▶ [Exercise directions] Rewrite every one of the entries below as a Markdown table with two columns, Row and Line. Give each non-blank line its own numbered row and omit blank lines.

▶ [Material]
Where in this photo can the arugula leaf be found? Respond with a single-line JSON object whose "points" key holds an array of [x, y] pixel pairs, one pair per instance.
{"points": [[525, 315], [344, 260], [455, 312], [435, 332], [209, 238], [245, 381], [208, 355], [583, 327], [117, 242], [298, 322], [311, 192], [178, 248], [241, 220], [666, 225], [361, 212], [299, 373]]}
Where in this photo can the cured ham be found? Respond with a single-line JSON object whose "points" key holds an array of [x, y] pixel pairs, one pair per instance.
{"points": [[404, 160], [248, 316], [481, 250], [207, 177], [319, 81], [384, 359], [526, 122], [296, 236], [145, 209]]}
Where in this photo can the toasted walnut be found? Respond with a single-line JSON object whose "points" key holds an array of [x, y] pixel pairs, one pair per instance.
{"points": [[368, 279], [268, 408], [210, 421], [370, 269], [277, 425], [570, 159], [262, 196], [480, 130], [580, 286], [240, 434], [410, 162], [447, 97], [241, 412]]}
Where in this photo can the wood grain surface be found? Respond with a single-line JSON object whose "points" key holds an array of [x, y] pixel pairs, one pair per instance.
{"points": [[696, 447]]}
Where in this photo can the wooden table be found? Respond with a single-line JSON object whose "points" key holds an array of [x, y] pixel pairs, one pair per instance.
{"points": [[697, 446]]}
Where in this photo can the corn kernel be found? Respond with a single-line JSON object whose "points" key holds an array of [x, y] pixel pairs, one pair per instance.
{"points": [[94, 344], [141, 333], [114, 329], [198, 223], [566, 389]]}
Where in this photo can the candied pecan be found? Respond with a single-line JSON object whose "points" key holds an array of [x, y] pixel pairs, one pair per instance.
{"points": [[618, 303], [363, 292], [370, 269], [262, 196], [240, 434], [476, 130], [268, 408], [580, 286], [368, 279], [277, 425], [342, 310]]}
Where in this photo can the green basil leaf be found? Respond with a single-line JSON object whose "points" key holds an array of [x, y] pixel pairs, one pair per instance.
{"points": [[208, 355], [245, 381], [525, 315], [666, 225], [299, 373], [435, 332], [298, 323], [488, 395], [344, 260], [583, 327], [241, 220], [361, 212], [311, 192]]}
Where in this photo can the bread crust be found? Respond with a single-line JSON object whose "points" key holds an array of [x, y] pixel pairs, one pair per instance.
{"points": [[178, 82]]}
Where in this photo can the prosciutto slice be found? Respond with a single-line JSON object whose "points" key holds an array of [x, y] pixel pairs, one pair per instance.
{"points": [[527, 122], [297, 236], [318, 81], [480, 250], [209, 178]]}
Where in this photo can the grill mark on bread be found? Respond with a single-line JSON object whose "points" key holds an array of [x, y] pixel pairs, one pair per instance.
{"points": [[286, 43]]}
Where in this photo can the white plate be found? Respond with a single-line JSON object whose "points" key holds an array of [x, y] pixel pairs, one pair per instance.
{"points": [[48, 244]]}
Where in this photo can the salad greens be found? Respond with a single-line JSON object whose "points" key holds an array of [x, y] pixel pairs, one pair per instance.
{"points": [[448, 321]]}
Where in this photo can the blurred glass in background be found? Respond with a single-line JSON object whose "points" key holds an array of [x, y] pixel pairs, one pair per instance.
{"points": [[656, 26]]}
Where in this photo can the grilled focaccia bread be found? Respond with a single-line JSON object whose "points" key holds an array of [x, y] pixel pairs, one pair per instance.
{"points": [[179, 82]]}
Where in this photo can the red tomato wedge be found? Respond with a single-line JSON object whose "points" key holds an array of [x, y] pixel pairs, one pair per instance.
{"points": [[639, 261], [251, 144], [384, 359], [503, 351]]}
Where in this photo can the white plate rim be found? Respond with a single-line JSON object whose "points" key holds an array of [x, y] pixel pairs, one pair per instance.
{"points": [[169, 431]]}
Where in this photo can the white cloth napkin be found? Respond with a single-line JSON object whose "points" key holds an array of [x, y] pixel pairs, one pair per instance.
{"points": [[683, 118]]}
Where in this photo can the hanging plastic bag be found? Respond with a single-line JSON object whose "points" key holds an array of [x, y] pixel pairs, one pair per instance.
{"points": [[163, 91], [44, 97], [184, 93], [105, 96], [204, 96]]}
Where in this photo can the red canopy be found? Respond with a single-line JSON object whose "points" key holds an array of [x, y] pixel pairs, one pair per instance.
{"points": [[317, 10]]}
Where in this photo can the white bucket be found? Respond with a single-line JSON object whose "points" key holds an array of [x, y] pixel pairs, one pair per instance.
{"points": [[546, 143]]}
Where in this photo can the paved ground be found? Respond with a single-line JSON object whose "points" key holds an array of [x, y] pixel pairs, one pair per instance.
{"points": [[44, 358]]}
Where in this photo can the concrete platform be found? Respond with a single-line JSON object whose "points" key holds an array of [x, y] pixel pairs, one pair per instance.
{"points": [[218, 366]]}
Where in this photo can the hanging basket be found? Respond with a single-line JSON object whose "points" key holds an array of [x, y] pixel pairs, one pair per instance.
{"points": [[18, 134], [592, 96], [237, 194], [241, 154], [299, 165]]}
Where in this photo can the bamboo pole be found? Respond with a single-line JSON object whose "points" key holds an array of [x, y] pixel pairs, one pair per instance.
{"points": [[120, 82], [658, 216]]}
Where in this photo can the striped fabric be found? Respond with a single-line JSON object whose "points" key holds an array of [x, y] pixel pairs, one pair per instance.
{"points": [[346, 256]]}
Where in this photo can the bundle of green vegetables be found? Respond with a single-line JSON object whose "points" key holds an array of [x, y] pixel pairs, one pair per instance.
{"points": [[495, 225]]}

▶ [Full output]
| Row | Line |
|---|---|
| 1 | Where in this photo can the arugula leaf be found? Respond with a single-line JSON object whose "points" key holds an array of [x, y] pixel pairs, one pair per instance. |
| 2 | {"points": [[525, 315], [344, 260], [455, 312], [435, 332], [209, 238], [245, 381], [208, 355], [583, 327], [117, 242], [298, 322], [311, 192], [178, 248], [241, 220], [666, 225], [361, 212], [299, 373]]} |
| 3 | Where in this photo can the cured ham be found? Respond with a single-line JSON object whose "points" key holds an array of [x, y] pixel pairs, one pair per instance. |
| 4 | {"points": [[404, 160], [248, 316], [481, 250], [207, 177], [319, 81], [384, 359], [526, 122], [296, 236], [145, 209]]} |
| 5 | Where in this photo can the toasted walnut be found? Respond with a single-line JSON object whose "points" key holds an array of [x, y] pixel pairs, one pair per instance. |
| 6 | {"points": [[368, 279], [268, 408], [210, 421], [370, 269], [277, 425], [570, 159], [262, 196], [480, 130], [580, 286], [240, 434], [410, 162], [447, 97], [241, 412]]} |
| 7 | Where in this photo can the wood grain surface be found? Respond with a single-line JSON object whose "points" key holds an array of [x, y] pixel pairs, one pair per instance. |
| 8 | {"points": [[696, 447]]} |
| 9 | Where in this photo can the wooden table be found? Respond with a single-line JSON object whose "points" key holds an array of [x, y] pixel pairs, one pair per instance. |
| 10 | {"points": [[697, 446]]} |
| 11 | Where in this photo can the corn kernel be found? Respond with a single-line JSON object whose "points" key holds an array of [x, y] pixel pairs, one pair per instance. |
| 12 | {"points": [[94, 344], [141, 333], [114, 329], [198, 223], [566, 389]]} |
| 13 | Where in this photo can the candied pecan be found? Respond with a single-line JSON object whose "points" key holds an array of [x, y] pixel pairs, one pair per instance. |
| 14 | {"points": [[618, 303], [363, 292], [370, 269], [262, 196], [240, 434], [476, 130], [268, 408], [580, 286], [368, 279], [277, 425], [342, 310]]} |
| 15 | Where in this photo can the green basil leaf be found? Respond with a single-line JSON object whose "points" key holds an array of [x, y] pixel pairs, one pair per instance. |
| 16 | {"points": [[208, 355], [245, 381], [525, 315], [666, 225], [299, 373], [435, 332], [298, 323], [488, 395], [344, 260], [583, 327], [241, 220], [361, 212], [311, 192]]} |
| 17 | Where in this photo can the bread crust be found? Respond with a single-line JSON object whose "points" key holds an array of [x, y] pixel pairs, one pair per instance. |
| 18 | {"points": [[178, 82]]} |
| 19 | Where in this photo can the prosciutto slice be found? Respond with a single-line JSON object whose "points" key holds an array of [x, y] pixel pairs, one pair per instance. |
| 20 | {"points": [[527, 122], [297, 236], [318, 81], [480, 250], [209, 178]]} |
| 21 | Where in this photo can the grill mark on bread be found? Respond with a single-line JSON object whose "points" key holds an array of [x, y] pixel pairs, one pair per instance. |
| 22 | {"points": [[286, 43]]} |
| 23 | Where in this photo can the white plate be found? Respond with a single-line JSON object whose "points" key holds an array of [x, y] pixel pairs, one pair per instance. |
| 24 | {"points": [[48, 244]]} |
| 25 | Where in this photo can the salad greens be found? Respond with a single-line JSON object whose "points" key holds an array of [x, y] pixel pairs, one pair per instance. |
| 26 | {"points": [[448, 321]]} |
| 27 | Where in this photo can the blurred glass in background be found? Respond with a single-line JSON object whose "points" key holds an array of [x, y] pixel pairs, one pair per instance. |
| 28 | {"points": [[656, 26]]} |
| 29 | Where in this photo can the grilled focaccia bread be found? Respond with a single-line JSON object whose "points" key holds an array of [x, y] pixel pairs, one pair per instance. |
| 30 | {"points": [[179, 82]]} |
| 31 | Where in this photo can the red tomato wedge be found? Respond with a single-line JSON object whose "points" key holds an array of [x, y] pixel pairs, one pair per instance. |
| 32 | {"points": [[639, 261], [251, 144], [384, 359], [503, 351]]} |
| 33 | Where in this photo can the white plate rim be found? Respond with a single-line JSON object whose "points" key holds an array of [x, y] pixel pairs, one pair per instance. |
| 34 | {"points": [[169, 431]]} |
| 35 | Where in this photo can the white cloth napkin be found? Respond with a single-line JSON object whose "points" key holds an array of [x, y] pixel pairs, one pair per instance. |
| 36 | {"points": [[683, 118]]} |
| 37 | Where in this photo can the hanging plastic bag be found? Respond with a single-line JSON object whose "points" key holds an array of [x, y] pixel pairs, one pair per instance. |
| 38 | {"points": [[163, 91], [44, 97], [184, 93], [105, 96], [204, 96]]} |
| 39 | Where in this photo can the red canopy be found? Respond with a single-line JSON object whose "points" key holds an array of [x, y] pixel pairs, one pair per instance. |
| 40 | {"points": [[317, 10]]} |
| 41 | Where in this photo can the white bucket be found? Respond with a single-line JSON object whose "points" key holds an array of [x, y] pixel pairs, one pair per instance. |
| 42 | {"points": [[546, 143]]} |
| 43 | Where in this photo can the paved ground be found? Respond with a single-line JSON object whose "points" key holds an array of [x, y] pixel pairs, one pair per instance. |
| 44 | {"points": [[44, 358]]} |
| 45 | Where in this photo can the concrete platform be found? Respond with a single-line JSON object whose "points" key holds an array of [x, y] pixel pairs, one pair per instance. |
| 46 | {"points": [[218, 366]]} |
| 47 | Where in this photo can the hanging basket be found? Respond with a single-line JSON object whose "points" key holds an array of [x, y] pixel pairs, one pair per instance. |
| 48 | {"points": [[18, 134], [592, 96], [237, 194], [241, 154], [299, 165]]} |
| 49 | Where in this photo can the bamboo pole be found? Respond with a single-line JSON object whose "points" key holds an array of [x, y] pixel pairs, one pair per instance. |
| 50 | {"points": [[120, 82], [658, 216]]} |
| 51 | Where in this photo can the striped fabric be found? Respond with a single-line JSON object whose "points" key holds an array of [x, y] pixel pairs, one pair per instance. |
| 52 | {"points": [[346, 256]]} |
| 53 | Where in this photo can the bundle of green vegetables be found? Respond with a single-line JSON object whose "points" key holds an array of [x, y] pixel pairs, one pair per instance. |
| 54 | {"points": [[495, 225]]} |